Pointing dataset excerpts
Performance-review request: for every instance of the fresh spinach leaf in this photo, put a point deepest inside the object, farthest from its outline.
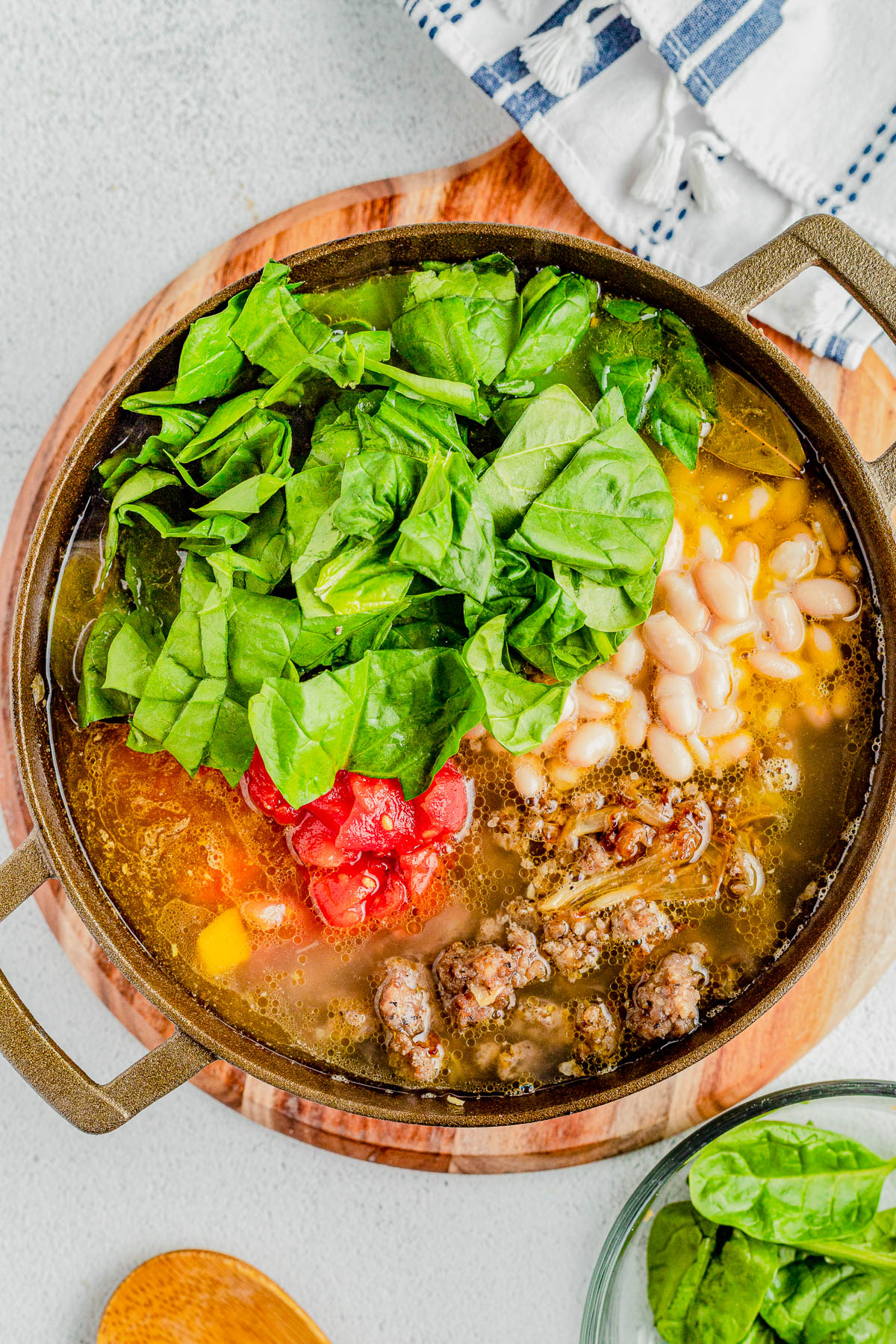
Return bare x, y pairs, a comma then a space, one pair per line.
541, 443
378, 490
394, 714
788, 1183
731, 1292
447, 537
554, 327
517, 712
680, 1245
608, 512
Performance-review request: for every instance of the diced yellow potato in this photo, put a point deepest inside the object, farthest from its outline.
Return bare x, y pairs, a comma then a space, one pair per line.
223, 944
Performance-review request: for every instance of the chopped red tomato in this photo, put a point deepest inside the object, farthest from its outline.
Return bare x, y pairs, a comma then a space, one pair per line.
314, 844
334, 806
341, 898
442, 809
381, 820
267, 796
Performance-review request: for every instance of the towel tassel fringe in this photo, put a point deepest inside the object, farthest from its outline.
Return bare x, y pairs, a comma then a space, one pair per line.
558, 57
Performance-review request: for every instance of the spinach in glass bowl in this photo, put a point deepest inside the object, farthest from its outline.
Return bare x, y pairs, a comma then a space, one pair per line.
770, 1223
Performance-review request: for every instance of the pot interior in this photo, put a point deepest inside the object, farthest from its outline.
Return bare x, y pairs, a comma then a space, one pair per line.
865, 804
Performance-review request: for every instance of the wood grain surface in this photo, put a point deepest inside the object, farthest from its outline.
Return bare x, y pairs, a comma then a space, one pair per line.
512, 183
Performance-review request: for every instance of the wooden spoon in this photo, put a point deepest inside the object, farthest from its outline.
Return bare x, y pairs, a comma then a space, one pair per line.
202, 1297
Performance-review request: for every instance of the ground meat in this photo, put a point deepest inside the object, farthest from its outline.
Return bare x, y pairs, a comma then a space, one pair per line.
598, 1030
405, 1006
667, 1001
521, 1060
688, 833
477, 980
632, 840
641, 922
574, 942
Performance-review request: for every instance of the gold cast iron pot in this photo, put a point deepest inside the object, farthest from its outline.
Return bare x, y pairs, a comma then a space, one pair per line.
719, 316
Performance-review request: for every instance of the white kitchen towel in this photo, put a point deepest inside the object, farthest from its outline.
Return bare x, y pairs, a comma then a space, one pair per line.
694, 132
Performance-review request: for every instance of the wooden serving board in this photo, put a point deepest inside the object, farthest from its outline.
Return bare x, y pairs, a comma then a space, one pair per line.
511, 183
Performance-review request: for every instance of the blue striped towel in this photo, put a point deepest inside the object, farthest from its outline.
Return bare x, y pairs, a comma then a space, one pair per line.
694, 132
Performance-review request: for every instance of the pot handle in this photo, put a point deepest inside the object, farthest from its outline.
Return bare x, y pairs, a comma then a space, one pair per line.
828, 242
94, 1108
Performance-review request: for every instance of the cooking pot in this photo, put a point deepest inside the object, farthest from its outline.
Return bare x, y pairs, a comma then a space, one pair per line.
719, 317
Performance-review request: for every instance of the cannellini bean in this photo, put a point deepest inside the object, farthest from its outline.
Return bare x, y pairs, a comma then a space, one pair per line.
676, 703
603, 680
675, 549
775, 665
746, 561
669, 754
682, 601
671, 644
714, 678
785, 623
732, 749
825, 598
726, 632
709, 544
529, 779
629, 658
635, 722
723, 591
719, 724
794, 559
591, 744
593, 706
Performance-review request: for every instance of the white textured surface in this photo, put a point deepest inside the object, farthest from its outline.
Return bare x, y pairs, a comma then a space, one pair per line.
139, 134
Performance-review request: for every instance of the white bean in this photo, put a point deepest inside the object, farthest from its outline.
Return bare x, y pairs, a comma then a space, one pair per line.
785, 623
746, 561
675, 549
774, 665
732, 749
676, 703
719, 724
825, 598
709, 546
629, 658
669, 754
528, 777
593, 744
593, 706
635, 722
723, 591
726, 632
671, 644
794, 558
715, 676
603, 680
682, 601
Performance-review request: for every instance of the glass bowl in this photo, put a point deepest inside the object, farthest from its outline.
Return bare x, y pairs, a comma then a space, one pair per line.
617, 1310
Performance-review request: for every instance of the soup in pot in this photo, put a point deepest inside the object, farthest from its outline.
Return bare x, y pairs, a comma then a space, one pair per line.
461, 683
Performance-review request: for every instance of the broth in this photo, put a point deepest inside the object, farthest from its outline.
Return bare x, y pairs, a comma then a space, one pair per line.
782, 788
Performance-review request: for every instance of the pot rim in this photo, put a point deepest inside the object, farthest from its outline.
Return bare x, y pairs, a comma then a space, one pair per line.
316, 1083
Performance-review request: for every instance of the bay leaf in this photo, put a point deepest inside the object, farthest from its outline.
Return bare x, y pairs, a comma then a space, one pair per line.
753, 432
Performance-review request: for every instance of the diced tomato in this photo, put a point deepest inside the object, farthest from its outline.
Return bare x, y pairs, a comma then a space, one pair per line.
390, 900
341, 897
420, 867
332, 808
442, 809
314, 844
267, 796
381, 820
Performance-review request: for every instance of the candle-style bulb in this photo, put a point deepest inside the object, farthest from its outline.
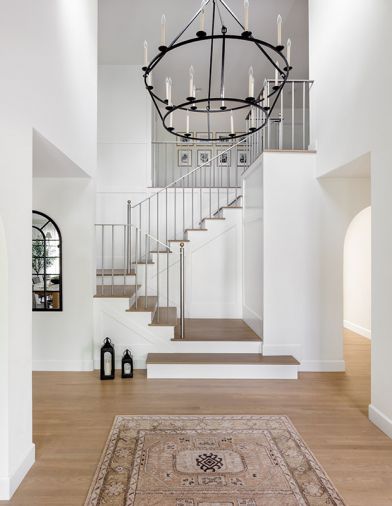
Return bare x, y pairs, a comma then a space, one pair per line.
168, 83
191, 77
265, 92
231, 123
246, 15
145, 50
279, 27
251, 92
289, 51
202, 16
163, 30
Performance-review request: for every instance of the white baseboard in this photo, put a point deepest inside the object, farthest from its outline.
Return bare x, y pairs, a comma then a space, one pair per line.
282, 349
357, 329
9, 484
322, 366
63, 365
380, 420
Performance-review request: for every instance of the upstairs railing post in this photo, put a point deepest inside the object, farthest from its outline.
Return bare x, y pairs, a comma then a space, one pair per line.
129, 235
182, 292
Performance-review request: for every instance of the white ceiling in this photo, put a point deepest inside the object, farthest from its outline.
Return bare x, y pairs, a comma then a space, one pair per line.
125, 24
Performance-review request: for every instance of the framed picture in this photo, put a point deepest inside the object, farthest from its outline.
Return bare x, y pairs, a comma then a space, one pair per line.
224, 159
204, 135
204, 157
184, 157
242, 158
223, 138
184, 140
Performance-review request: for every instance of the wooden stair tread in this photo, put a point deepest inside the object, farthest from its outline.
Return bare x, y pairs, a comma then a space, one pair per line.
220, 358
165, 317
116, 272
118, 291
141, 304
216, 329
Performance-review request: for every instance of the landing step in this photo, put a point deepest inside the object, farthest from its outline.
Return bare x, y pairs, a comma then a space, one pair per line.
116, 291
165, 317
115, 272
142, 306
216, 329
220, 366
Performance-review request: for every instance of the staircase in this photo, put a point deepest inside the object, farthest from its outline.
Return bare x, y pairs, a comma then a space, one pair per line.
141, 288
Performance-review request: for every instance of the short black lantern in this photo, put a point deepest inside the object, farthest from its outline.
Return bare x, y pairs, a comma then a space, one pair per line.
127, 365
107, 360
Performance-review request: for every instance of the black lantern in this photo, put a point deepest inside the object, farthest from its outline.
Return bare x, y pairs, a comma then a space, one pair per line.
127, 365
107, 360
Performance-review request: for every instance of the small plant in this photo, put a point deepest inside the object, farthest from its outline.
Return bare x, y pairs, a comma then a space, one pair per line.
38, 260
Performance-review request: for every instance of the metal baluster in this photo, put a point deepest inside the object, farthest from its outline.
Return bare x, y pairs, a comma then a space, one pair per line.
201, 205
303, 115
145, 269
182, 292
166, 163
183, 211
136, 264
129, 245
125, 258
102, 259
112, 290
192, 210
166, 218
167, 276
149, 215
292, 115
269, 121
175, 212
281, 122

## PROBLEM STATEMENT:
The answer consists only of the lines from the one containing "Performance-review request: for every instance of the black" to the end of the records, each written out exactly.

## EXERCISE SOLUTION:
Performance-review request: for every instance of the black lantern in this photo, put a point deepest inside the object, farthest from its outline.
Return bare x, y pairs, a comma then a space, one pair per line.
127, 365
107, 360
Performance-review request: for every instance of the small plant in this photo, put a point deepest inside the object, farthest from its outline.
Return bare x, y pairs, a comma then a space, one pair per line.
38, 260
Performance-review request: for every instance of the metal baluster in this photo, put a point deepest inside the object, farthest from its outline.
Return bare x, y pairs, a comma then a space, one pair per line.
201, 205
303, 115
145, 269
182, 292
166, 163
183, 211
136, 264
129, 245
125, 258
102, 259
112, 290
192, 210
166, 218
167, 276
149, 215
292, 115
269, 121
175, 212
281, 122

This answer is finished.